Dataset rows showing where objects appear
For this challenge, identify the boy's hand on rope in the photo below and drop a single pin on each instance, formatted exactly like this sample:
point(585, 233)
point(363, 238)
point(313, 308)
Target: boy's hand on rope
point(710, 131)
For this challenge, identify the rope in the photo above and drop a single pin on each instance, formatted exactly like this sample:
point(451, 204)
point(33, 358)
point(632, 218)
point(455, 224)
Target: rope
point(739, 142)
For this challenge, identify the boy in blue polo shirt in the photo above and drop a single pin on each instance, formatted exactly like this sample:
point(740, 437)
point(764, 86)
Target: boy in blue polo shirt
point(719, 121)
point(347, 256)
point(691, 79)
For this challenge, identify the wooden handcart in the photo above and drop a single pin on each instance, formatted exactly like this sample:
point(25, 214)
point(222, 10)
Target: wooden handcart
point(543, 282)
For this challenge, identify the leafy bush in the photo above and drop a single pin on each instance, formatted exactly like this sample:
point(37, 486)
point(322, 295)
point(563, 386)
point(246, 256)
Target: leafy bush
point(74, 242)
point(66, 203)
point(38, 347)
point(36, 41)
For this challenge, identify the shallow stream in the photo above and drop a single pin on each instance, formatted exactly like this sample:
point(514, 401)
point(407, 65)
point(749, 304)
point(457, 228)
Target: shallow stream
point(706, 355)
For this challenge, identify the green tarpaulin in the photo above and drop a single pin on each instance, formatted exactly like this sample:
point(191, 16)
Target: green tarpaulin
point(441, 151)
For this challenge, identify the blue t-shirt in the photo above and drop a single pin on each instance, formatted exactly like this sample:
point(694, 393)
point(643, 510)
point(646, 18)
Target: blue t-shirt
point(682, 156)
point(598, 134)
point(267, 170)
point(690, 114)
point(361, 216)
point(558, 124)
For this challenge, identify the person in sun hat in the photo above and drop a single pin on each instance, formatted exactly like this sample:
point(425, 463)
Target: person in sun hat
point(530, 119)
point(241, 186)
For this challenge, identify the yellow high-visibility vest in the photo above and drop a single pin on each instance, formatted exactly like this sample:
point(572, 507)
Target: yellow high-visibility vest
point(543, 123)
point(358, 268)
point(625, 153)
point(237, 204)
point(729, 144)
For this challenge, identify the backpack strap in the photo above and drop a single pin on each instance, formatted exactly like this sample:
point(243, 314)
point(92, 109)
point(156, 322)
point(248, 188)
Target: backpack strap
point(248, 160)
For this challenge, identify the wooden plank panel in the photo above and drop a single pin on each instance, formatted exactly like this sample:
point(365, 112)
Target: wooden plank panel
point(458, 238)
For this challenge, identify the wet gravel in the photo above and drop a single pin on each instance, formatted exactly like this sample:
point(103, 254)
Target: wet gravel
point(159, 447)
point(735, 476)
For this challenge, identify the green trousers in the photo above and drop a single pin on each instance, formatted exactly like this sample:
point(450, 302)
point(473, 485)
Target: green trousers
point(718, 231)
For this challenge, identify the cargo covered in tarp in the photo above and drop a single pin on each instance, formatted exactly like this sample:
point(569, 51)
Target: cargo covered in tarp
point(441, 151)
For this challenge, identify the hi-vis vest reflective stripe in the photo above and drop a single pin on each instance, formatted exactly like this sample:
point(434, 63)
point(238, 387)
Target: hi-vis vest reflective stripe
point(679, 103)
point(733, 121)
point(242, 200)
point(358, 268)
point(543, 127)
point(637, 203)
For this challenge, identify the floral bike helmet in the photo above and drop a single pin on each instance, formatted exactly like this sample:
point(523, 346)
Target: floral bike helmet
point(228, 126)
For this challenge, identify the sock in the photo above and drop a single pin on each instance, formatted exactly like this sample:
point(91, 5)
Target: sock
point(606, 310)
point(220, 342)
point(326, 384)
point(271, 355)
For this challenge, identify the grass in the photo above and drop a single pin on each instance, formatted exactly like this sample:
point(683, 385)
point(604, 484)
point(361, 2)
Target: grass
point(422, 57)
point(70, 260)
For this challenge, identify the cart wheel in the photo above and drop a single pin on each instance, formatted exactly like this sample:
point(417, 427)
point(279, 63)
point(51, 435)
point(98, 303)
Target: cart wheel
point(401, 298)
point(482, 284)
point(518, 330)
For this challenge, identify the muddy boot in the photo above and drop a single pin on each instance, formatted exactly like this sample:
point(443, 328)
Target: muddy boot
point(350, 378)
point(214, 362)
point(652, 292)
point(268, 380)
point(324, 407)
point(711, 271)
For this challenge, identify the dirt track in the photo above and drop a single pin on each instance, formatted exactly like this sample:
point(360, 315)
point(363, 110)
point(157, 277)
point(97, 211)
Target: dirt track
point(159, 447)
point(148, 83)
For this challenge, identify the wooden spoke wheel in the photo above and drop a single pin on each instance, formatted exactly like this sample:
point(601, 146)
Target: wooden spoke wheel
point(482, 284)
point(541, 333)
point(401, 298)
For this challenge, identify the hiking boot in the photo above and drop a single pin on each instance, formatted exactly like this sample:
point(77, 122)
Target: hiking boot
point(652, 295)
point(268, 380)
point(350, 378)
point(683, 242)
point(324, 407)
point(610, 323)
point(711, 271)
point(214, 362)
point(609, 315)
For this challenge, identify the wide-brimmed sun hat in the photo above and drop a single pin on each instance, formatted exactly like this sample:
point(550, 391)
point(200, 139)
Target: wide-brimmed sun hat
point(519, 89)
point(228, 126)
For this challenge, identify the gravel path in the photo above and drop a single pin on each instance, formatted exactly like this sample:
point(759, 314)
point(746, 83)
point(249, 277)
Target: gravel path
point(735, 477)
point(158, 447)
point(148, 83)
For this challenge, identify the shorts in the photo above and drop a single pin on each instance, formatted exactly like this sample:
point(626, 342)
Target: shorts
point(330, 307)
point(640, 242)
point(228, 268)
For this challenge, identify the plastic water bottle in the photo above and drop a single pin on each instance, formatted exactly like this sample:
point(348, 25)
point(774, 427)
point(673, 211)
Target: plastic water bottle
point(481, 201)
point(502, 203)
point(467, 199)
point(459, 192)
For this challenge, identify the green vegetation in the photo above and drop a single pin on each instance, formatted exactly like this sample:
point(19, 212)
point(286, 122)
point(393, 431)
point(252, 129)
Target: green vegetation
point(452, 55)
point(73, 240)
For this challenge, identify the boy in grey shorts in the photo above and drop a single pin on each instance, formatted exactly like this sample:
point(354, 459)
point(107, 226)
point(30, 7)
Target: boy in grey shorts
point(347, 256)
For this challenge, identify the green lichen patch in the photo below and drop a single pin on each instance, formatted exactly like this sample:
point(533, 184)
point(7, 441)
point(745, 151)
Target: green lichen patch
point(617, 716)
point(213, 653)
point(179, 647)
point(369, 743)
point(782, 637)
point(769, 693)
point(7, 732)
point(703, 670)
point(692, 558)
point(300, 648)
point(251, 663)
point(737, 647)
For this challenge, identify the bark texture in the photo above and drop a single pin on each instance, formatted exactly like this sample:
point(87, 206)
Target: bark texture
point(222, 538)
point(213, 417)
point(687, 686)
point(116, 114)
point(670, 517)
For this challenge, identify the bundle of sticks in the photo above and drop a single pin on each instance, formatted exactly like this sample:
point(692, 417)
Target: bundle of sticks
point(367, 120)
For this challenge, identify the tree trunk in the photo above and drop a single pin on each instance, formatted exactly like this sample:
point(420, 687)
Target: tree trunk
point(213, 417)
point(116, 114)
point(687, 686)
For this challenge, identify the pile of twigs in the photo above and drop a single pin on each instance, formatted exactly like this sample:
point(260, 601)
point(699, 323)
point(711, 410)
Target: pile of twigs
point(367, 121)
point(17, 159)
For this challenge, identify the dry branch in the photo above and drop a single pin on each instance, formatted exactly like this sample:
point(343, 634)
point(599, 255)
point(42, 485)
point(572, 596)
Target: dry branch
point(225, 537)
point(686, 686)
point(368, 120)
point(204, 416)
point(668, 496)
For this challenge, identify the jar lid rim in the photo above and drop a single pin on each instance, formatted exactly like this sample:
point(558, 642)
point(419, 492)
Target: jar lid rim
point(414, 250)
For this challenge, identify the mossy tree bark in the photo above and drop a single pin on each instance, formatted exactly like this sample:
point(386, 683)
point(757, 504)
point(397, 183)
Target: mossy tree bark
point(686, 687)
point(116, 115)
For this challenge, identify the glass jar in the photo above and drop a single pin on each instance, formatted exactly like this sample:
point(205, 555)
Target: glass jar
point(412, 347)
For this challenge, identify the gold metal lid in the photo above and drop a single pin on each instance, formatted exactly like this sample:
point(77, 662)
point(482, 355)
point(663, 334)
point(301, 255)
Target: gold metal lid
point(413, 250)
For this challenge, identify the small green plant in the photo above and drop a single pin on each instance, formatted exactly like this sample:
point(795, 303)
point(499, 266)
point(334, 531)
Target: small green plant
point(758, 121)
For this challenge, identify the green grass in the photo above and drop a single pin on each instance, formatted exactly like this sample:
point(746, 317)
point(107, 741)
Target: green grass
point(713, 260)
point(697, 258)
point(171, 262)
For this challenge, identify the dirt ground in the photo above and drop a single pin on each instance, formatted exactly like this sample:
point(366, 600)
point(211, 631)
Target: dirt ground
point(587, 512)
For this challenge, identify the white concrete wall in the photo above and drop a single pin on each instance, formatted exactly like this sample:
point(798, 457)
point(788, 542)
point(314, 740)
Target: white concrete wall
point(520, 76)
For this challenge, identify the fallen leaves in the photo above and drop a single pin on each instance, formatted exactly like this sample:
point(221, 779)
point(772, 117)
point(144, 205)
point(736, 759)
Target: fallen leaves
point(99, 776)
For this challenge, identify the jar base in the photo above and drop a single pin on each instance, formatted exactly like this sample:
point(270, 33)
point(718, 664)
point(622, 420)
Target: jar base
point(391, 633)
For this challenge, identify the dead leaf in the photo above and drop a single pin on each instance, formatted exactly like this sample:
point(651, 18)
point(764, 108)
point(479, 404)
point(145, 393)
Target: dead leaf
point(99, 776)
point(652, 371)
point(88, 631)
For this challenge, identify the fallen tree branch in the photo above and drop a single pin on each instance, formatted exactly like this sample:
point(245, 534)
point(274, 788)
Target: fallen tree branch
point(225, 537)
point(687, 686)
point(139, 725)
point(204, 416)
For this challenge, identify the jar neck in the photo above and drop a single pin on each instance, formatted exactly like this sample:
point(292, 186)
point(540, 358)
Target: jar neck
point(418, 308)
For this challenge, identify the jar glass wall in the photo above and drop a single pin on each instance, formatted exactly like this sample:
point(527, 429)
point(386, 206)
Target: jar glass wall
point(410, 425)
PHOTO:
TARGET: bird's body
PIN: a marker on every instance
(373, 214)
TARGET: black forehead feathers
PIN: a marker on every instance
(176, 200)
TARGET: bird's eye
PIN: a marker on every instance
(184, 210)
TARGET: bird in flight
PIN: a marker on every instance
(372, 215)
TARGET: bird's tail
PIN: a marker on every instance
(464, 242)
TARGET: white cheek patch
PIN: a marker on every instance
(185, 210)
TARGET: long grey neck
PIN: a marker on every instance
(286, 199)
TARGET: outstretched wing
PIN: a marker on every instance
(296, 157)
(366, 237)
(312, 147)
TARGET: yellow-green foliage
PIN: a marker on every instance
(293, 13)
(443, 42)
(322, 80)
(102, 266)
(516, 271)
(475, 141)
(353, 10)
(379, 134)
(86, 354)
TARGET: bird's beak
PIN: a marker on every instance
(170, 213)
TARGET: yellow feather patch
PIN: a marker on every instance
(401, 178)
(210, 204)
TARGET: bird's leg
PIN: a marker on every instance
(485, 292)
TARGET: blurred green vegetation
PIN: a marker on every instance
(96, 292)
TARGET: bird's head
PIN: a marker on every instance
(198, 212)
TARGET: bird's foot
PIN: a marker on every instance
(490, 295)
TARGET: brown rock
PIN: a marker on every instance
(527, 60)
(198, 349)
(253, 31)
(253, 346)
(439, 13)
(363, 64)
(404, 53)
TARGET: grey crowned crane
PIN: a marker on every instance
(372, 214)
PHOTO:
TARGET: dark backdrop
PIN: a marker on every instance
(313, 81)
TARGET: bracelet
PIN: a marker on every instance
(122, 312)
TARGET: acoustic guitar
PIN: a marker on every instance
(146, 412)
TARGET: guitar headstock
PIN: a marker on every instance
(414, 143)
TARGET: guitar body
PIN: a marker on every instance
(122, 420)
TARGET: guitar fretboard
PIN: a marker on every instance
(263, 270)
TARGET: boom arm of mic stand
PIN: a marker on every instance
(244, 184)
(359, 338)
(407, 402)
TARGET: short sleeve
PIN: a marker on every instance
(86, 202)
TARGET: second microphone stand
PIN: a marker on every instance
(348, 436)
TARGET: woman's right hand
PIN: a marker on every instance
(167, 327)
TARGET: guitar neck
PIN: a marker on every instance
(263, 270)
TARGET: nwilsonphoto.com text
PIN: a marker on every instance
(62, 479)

Short task: Format the rows above as a JSON list of strings, one string per line and blank lines omitted, beginning with the line that contains "For this challenge, identify the white" and continuing through the line that contains "point(418, 308)".

Response for this exercise:
[
  "For this challenge, identify the white concrete wall in the photo above and drop a single pin on each instance, formatted exactly like this sample:",
  "point(798, 457)",
  "point(788, 542)",
  "point(314, 740)",
  "Target: white concrete wall",
  "point(520, 76)",
  "For this challenge, identify the fallen leaves in the photo above and drop a single pin on each instance, formatted exactly like this sample:",
  "point(221, 779)",
  "point(772, 117)",
  "point(144, 205)",
  "point(736, 759)",
  "Target: fallen leaves",
  "point(99, 776)",
  "For this challenge, identify the jar base in the photo above and drop a single pin on each instance, formatted exactly like this sample:",
  "point(270, 33)",
  "point(718, 664)",
  "point(622, 420)",
  "Target: jar base",
  "point(391, 633)",
  "For this challenge, identify the dead leaf in the photo above and drop a single pin on each instance, formatted exactly like this sample:",
  "point(651, 18)",
  "point(764, 108)",
  "point(479, 404)",
  "point(145, 393)",
  "Target: dead leaf",
  "point(99, 776)",
  "point(652, 371)",
  "point(88, 631)",
  "For this challenge, identify the fallen tree branch in the photo above and drop a single pin on each instance, formatted exactly like this sample:",
  "point(245, 534)",
  "point(274, 788)",
  "Target: fallen tree branch",
  "point(225, 537)",
  "point(687, 686)",
  "point(139, 725)",
  "point(204, 416)",
  "For this challenge, identify the jar neck in the photo above and drop a single pin on each instance, formatted exactly like this sample:",
  "point(292, 186)",
  "point(540, 358)",
  "Target: jar neck",
  "point(418, 308)"
]